Brief: Print the data exactly, leaving nothing out.

[start Source records]

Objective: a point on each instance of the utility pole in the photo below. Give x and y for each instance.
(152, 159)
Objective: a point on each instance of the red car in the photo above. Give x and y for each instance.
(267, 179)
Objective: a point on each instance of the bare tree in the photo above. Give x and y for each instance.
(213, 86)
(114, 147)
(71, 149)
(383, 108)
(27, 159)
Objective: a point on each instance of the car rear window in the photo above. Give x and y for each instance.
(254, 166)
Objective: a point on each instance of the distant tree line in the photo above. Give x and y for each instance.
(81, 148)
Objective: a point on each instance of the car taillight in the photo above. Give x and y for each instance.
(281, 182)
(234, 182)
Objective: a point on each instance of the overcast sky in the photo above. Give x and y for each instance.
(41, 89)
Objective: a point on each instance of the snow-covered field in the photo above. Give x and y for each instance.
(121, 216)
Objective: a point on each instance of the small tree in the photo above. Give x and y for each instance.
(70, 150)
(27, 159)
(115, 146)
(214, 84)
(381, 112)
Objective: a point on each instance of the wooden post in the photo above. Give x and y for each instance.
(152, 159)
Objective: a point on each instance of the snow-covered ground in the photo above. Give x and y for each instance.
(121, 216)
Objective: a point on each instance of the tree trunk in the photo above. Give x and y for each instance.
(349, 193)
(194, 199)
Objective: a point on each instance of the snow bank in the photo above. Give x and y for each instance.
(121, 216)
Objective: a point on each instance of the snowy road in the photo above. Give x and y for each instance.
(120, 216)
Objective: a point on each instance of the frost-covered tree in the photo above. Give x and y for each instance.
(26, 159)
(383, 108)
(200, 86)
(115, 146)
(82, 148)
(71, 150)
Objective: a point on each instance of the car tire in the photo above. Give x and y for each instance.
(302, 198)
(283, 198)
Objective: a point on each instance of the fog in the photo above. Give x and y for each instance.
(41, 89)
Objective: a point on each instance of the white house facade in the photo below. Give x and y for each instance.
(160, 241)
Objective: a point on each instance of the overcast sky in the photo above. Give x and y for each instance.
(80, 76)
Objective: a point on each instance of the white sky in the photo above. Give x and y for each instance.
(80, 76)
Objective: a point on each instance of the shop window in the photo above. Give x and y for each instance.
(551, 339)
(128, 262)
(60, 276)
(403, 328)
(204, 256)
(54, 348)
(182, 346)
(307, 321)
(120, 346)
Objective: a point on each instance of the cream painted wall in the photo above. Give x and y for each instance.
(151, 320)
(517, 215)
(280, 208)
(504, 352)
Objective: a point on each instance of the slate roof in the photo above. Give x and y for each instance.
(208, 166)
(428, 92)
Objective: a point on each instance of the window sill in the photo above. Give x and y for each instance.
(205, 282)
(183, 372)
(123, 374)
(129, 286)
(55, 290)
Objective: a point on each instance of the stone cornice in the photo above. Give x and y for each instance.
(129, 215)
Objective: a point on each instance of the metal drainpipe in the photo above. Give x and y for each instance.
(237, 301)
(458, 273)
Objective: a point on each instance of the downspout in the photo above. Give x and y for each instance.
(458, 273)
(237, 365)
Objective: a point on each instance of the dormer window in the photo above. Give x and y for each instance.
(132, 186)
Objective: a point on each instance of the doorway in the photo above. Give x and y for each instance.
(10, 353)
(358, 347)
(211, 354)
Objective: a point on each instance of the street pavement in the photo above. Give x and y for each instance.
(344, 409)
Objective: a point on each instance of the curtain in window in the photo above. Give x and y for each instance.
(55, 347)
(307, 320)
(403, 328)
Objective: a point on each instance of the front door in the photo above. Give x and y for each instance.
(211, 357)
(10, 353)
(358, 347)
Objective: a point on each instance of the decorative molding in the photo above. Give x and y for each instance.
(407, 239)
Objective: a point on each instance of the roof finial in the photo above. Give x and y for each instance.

[end Source records]

Expected answer:
Objective: a point on each instance of the utility pole in the photo below. Give x and y for each instance.
(152, 159)
Objective: a point on each instance of the red car in the photo above. Give x and y for each instance.
(267, 179)
Objective: a point on each instance of the bare tree in the photo above. Give x and y for each instance.
(213, 86)
(114, 147)
(71, 149)
(383, 108)
(27, 159)
Objective: a point on each instance of the car rear window in the photo above. Give x and y for each instance.
(254, 166)
Objective: a point on each instance of the distant tree line in the photo above. Give x and y for each instance.
(81, 148)
Objective: a point on each instance of the car taillight in the photo above. Give x and y for each instance.
(281, 182)
(234, 182)
Objective: a point on each instance of the overcast sky in the photo above. Give x and y for each instance.
(41, 89)
Objective: a point on each instance of the snow-covered field in the photo above. Give x and y for each instance.
(121, 216)
Objective: a point on each instance of the small tree in the photo above. Give x and y for each instance.
(70, 150)
(27, 159)
(115, 146)
(214, 84)
(381, 112)
Objective: a point on each instance of the wooden post in the photo above. Give x and y for each instance.
(152, 159)
Objective: a point on each instance of the snow-covered ground in the photo above. Give x and y for each instance.
(121, 216)
Objective: a point on each instance of the tree trunk in the photo above. Give x and y for each instance.
(349, 193)
(194, 199)
Objective: a point on each instance of the snow bank in the photo above. Give x and y for each instance.
(121, 216)
Objective: a point on each instance of the snowy road in the photo above. Give x and y for each instance.
(120, 216)
Objective: a point on each instance of the frost-covered tree in the photo above. Give x and y for each instance.
(26, 159)
(383, 108)
(200, 86)
(115, 146)
(82, 148)
(71, 150)
Objective: a point on each instance of the car tire in the photo above. Give x and y for each instance.
(302, 198)
(283, 198)
Objective: a point on each instance of the fog in the photo above. Give x and y for each instance.
(41, 89)
Objective: a point on each instance of the white house facade in the photo below. Give x and y for each instance.
(160, 241)
Objective: a point on each instance of the overcast sky in the photo above. Give x and y for each instance.
(80, 76)
Objective: a point on each instance of the white sky in the photo above. Give x and y for each instance.
(80, 76)
Objective: a point on each instance of the shop window in the photo above. Give x and y for each instance.
(551, 339)
(128, 262)
(60, 276)
(403, 328)
(204, 256)
(54, 348)
(182, 346)
(307, 321)
(120, 346)
Objective: a point on each instance of the cream painted wall in the photo above. Give x and y for each instance.
(151, 320)
(517, 215)
(280, 208)
(504, 352)
Objective: a point on each instance of the slate roof in the photo above. Give x and y for each instance.
(208, 166)
(428, 92)
Objective: a point on each instance of the window sill in the photo above. Give x and y for each instance.
(205, 282)
(183, 372)
(123, 374)
(129, 286)
(55, 290)
Objective: a point on each instance of the stone cornice in the photo above. Give x and y for each instance.
(129, 215)
Objective: a point on each instance of the metal drainpipe in the photo above. Give x and y for each instance.
(237, 301)
(458, 273)
Objective: a point on each instance of the downspout in the photo above. Give x and y for each instance.
(458, 273)
(237, 365)
Objective: a point on each instance of the dormer window in the photo above. Give x and y for each instance.
(132, 186)
Objective: a point on each instance of the doorway in the photo above. Give x and y for each instance.
(10, 353)
(358, 347)
(211, 354)
Objective: a point on each instance of the street pavement in the photo above. Give x and y for each instance.
(344, 409)
Objective: a point on each instance of the curtain in window in the photo above. Give x and y for each instance.
(55, 347)
(307, 320)
(403, 328)
Objective: a point on each instance of the front door in the photo above. Give x and y for each instance.
(211, 357)
(10, 353)
(358, 347)
Objective: a point on each instance of the decorative molding in the photo above. Give x and y for each instance.
(407, 239)
Objective: a point on each instance of the roof finial in the photo above. Give x and y for each instance.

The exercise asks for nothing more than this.